ACTION ITEM: Nothing but the lines from the one containing "Where can the eurasian" through the end of the data should be retyped, exactly as they stand, and pictures should not be retyped.

RECORDS:
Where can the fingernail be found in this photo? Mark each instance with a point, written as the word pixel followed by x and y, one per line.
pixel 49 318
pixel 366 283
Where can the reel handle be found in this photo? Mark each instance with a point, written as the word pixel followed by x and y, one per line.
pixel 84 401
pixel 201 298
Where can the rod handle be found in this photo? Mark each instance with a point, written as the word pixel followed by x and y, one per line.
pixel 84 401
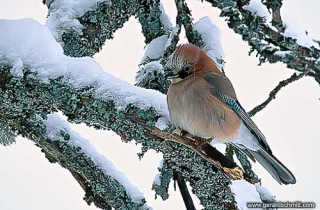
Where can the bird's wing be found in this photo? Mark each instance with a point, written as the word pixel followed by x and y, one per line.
pixel 222 88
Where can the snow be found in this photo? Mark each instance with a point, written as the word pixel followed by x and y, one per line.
pixel 282 54
pixel 265 194
pixel 28 43
pixel 173 33
pixel 165 18
pixel 155 49
pixel 212 38
pixel 149 68
pixel 244 192
pixel 257 8
pixel 295 31
pixel 292 29
pixel 64 14
pixel 55 124
pixel 157 178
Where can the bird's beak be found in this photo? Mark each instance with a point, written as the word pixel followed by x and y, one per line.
pixel 171 75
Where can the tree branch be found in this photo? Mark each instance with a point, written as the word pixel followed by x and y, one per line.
pixel 184 18
pixel 274 92
pixel 96 25
pixel 60 147
pixel 269 43
pixel 188 202
pixel 26 95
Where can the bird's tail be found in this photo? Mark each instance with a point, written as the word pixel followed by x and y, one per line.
pixel 273 166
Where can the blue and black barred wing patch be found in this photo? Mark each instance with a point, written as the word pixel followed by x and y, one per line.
pixel 223 89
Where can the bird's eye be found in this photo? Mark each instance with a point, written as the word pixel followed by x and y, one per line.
pixel 187 68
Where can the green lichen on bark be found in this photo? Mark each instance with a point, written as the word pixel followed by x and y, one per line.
pixel 165 177
pixel 265 40
pixel 98 25
pixel 81 106
pixel 7 136
pixel 149 17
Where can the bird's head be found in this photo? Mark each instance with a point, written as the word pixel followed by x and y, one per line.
pixel 185 62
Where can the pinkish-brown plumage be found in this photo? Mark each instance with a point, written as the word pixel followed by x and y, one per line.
pixel 202 114
pixel 202 101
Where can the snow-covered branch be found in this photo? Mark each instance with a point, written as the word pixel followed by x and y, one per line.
pixel 82 26
pixel 108 186
pixel 38 79
pixel 293 47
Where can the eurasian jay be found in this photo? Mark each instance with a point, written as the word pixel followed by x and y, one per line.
pixel 202 102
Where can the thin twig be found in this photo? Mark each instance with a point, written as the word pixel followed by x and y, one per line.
pixel 274 92
pixel 188 202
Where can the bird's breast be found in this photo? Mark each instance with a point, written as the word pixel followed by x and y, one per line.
pixel 194 109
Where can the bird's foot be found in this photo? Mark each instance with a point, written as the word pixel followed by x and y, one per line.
pixel 235 173
pixel 180 132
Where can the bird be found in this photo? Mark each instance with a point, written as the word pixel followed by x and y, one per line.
pixel 202 102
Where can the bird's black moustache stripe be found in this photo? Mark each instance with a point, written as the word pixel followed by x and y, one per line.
pixel 183 74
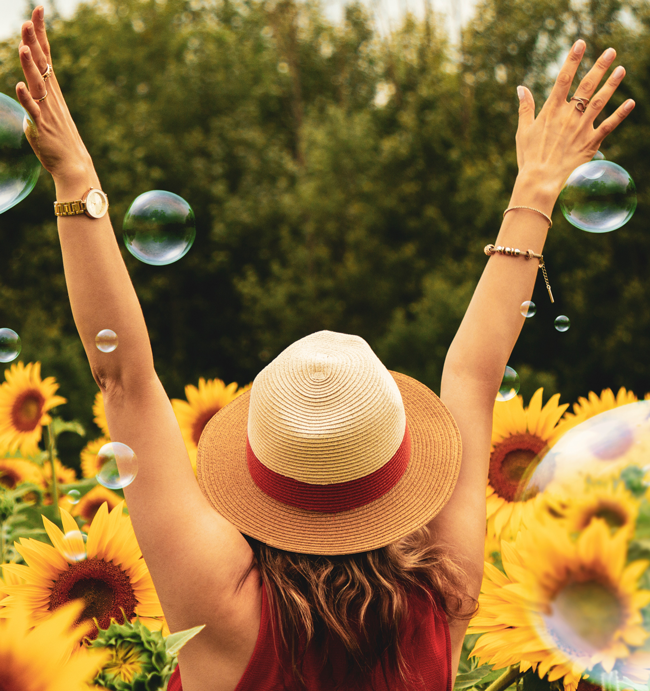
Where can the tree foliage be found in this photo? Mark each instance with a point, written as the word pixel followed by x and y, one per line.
pixel 341 178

RESULT OF THE EXERCISE:
Where can the eurasian jay be found in this photo? Mark each instance with a point, written as the word pixel followed by x and y, one per line.
pixel 202 102
Where can the thin twig be found in this photo? Mark each instance with a point, written as the word pixel followed by x and y, one per line.
pixel 274 92
pixel 188 202
Where can the bird's breast be found in this photo? Mark each instance with a point, written as the word pixel followed by x and y, one per line.
pixel 194 109
Where can the bird's foot be found in this photo? Mark each instance with a point, written as the word pixel followed by x and y, one per line.
pixel 235 173
pixel 180 132
Where can the bird be found in this photo? Mark each instance with a point, written as the word pixel followed by x and y, one per line.
pixel 202 102
Where can the bird's black moustache stripe be found in this photo? Mark each instance with a point, written as the word pixel followed by x and y, one per line.
pixel 183 74
Where can the tree foliage be found in this photo? Mark each instance with a point, written as the word pixel followed by x and y, one per line.
pixel 341 178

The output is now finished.